== WHAT THE EXERCISE ASKS ==
Give every entry again, word for word.

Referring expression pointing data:
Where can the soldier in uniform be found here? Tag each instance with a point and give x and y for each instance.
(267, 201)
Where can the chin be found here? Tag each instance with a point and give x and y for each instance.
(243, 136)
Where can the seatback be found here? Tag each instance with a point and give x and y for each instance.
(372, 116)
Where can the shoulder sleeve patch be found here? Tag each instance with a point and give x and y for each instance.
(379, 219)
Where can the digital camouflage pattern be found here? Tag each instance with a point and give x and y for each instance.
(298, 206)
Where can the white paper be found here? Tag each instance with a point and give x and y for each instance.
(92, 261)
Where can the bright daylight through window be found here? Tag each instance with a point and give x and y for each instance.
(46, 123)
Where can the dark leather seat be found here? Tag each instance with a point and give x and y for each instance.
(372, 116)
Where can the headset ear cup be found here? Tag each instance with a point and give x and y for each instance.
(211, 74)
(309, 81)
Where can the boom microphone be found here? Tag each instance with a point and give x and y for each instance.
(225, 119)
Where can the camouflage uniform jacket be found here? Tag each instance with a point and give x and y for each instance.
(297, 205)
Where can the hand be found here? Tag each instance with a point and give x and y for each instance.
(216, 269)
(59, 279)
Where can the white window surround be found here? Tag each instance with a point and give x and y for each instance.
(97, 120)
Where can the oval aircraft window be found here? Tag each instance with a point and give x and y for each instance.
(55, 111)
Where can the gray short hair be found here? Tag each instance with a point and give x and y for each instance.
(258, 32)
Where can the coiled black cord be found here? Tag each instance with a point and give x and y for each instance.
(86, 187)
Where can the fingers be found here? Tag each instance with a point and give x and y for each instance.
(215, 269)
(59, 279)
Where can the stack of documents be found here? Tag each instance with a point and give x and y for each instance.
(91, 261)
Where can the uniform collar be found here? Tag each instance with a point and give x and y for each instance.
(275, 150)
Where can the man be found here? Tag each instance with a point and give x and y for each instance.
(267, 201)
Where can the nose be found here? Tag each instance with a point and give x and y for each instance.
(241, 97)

== RESULT FOR THIS EXERCISE ==
Where can the soldier in uniform be found here? Tag each instance with a point and give x and y for each instance.
(267, 201)
Where can the chin be found here? Tag each instance with a point and give x and y for each instance.
(243, 136)
Where can the seatback be found here? Tag each instance with a point and give x and y for each instance.
(372, 116)
Where can the shoulder sleeve patch be found here? Tag each instance with a point and give x and y for each instance.
(379, 219)
Where can the digital camouflage pattern be found here? Tag each instance with a point and give x and y for each instance.
(298, 206)
Where can the white paper be found here? Tag each instance with a point and give x and y for each instance.
(92, 261)
Where can the bright daylight through window be found here? Tag each instance with a point and give x and y for each instance.
(46, 123)
Where can the dark leather seat be found here? Tag each instance with a point and give x and y for each instance.
(372, 116)
Where can the headset ear cup be found here? Tag each instance with a point and give x and y for each instance.
(211, 74)
(309, 81)
Where can the boom microphone be found here? Tag each instance with a point and give x and y for each instance.
(225, 119)
Where can the camouflage uniform jacket be found here? Tag each instance with a point and give x and y for each instance.
(297, 205)
Where can the hand be found here? Tag each instance with a point and give x and y for each instance.
(216, 269)
(59, 279)
Where can the white window surround be found here? Tag each instance with a point and give x and y for each instance.
(97, 120)
Where can the oval aircraft window be found here? Tag each instance with a point and give x and y for each instance.
(55, 111)
Where can the gray short hair be found here? Tag each instance with a point and give x and y for each instance.
(258, 32)
Where can the coiled black cord be found here? Tag each instance with a point and give x and y for each instance.
(86, 187)
Where can the fingers be found here? Tag each instance with a point and give x and y for each instance.
(215, 269)
(59, 279)
Where can the stack of documents be found here? Tag each instance with a point and give x and y for each instance.
(91, 261)
Where can the uniform collar be found here? Tag each instance with a point and give x and y for each instance.
(275, 150)
Where can the man be found here? Tag each instance with a point and give x and y for each instance.
(267, 201)
Where can the nose be found here? Tag each instance with a point and give x and y for each instance.
(241, 97)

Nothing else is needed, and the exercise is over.